• Instructions for the task:
Go through the lines below and copy each one that holds the string "dark".

Region pointing data:
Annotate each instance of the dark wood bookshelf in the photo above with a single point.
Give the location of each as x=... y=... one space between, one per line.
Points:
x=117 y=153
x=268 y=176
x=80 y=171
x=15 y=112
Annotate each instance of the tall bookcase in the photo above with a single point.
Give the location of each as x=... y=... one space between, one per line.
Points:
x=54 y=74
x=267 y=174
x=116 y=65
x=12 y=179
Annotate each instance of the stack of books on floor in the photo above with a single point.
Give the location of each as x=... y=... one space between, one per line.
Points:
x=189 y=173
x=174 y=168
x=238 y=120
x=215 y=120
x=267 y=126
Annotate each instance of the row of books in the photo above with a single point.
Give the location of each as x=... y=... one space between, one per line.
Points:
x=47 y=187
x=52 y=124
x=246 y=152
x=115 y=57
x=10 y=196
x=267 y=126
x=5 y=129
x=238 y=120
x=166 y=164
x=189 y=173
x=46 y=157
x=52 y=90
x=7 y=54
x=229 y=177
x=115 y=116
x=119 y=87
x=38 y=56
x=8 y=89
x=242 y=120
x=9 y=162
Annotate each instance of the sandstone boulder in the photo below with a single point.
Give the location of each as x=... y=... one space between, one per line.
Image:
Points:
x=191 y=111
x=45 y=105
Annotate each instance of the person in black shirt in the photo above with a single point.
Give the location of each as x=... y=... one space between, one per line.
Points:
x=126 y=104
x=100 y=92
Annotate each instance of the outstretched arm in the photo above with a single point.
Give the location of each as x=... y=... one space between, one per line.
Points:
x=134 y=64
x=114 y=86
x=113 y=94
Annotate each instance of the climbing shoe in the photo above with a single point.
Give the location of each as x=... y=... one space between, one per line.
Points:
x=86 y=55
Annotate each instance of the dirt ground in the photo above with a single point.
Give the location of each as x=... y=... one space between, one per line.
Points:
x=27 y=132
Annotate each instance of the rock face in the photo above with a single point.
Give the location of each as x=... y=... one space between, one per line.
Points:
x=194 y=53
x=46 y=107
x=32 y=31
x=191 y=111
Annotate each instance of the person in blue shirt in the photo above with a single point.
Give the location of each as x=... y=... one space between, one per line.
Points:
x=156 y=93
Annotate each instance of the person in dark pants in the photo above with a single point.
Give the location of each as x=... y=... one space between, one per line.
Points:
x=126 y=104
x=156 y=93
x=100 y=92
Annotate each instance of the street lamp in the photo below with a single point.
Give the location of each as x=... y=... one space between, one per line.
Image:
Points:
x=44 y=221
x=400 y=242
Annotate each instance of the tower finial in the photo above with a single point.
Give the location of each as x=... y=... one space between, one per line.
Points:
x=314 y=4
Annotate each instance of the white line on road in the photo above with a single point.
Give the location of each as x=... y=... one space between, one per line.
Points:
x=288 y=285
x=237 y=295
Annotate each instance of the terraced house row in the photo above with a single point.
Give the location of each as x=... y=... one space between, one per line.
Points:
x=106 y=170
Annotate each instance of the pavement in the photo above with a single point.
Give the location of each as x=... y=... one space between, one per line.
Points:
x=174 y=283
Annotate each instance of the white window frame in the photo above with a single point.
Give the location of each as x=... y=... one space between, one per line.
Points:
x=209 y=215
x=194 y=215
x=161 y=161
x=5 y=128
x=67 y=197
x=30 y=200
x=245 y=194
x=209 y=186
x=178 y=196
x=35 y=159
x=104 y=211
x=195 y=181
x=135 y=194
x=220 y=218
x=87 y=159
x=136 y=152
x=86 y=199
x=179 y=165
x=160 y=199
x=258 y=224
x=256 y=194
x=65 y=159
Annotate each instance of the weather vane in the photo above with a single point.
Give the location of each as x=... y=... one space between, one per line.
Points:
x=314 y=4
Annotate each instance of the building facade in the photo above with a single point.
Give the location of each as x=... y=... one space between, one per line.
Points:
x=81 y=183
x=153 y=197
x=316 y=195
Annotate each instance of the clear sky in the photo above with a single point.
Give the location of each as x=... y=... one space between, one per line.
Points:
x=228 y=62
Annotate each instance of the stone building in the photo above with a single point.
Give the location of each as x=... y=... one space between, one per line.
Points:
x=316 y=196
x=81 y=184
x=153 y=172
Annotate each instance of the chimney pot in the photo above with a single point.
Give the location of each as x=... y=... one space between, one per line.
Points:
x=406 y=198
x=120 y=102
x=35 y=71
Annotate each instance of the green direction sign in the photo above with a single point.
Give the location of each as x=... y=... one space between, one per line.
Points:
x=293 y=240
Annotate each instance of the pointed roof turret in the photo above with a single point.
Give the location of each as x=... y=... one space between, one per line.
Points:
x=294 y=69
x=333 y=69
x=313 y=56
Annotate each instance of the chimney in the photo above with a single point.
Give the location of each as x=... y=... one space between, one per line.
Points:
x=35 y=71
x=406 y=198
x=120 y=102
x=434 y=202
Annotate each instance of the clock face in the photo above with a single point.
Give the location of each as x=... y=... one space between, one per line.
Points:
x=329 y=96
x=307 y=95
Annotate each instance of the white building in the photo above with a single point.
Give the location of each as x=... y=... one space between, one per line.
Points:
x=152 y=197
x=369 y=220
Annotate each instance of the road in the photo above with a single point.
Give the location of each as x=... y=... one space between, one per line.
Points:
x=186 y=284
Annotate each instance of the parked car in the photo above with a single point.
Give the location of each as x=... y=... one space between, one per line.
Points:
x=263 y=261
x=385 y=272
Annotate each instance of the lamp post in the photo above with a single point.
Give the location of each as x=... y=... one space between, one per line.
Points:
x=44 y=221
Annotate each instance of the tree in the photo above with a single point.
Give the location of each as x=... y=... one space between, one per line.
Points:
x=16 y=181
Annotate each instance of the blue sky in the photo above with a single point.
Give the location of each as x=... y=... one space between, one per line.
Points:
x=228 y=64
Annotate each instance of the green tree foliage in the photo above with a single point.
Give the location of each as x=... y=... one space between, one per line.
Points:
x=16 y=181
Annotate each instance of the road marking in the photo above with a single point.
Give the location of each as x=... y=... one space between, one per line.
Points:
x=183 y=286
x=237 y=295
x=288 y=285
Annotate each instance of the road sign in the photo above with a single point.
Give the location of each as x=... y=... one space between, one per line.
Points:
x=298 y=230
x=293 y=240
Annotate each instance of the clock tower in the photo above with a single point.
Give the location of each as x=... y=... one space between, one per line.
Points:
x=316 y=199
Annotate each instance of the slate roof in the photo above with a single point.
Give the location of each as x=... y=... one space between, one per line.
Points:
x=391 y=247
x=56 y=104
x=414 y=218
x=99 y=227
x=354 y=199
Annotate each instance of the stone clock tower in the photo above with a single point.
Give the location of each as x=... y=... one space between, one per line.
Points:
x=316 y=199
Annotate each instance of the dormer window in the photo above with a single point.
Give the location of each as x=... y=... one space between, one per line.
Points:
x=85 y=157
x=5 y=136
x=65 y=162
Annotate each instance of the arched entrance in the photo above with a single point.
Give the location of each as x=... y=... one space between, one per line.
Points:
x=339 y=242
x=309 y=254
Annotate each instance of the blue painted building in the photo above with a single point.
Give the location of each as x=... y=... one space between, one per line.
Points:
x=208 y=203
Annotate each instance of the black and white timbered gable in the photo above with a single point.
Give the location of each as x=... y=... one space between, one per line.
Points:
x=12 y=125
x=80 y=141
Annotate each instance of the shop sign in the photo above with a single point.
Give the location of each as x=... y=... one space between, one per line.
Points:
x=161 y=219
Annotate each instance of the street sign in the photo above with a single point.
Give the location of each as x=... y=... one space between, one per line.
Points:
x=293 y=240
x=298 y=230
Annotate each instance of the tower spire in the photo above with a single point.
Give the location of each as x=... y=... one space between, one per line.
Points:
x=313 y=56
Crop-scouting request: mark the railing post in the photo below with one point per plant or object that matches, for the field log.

• Solved problem:
Annotate each instance of the dark wood bookshelf in the photo above with a single point.
Annotate each instance of the person in dark pants in the photo above with a single point.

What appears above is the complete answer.